→ **Do this**
Please rewrite everything in the data below from the line containing "high-rise apartment building." down to the end, swapping "high-rise apartment building" for "residential tower" and leaving the rest unchanged.
=== Provided records ===
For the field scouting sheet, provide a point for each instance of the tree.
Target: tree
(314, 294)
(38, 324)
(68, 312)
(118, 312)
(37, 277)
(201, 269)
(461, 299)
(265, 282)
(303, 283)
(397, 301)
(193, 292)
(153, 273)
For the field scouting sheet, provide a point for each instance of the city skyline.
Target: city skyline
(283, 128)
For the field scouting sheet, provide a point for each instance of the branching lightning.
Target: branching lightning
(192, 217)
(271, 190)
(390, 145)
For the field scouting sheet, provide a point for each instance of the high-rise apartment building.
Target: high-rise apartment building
===
→ **Response to the task**
For the field scouting sheet, provide a point for each instance of the residential tower.
Target: residential tower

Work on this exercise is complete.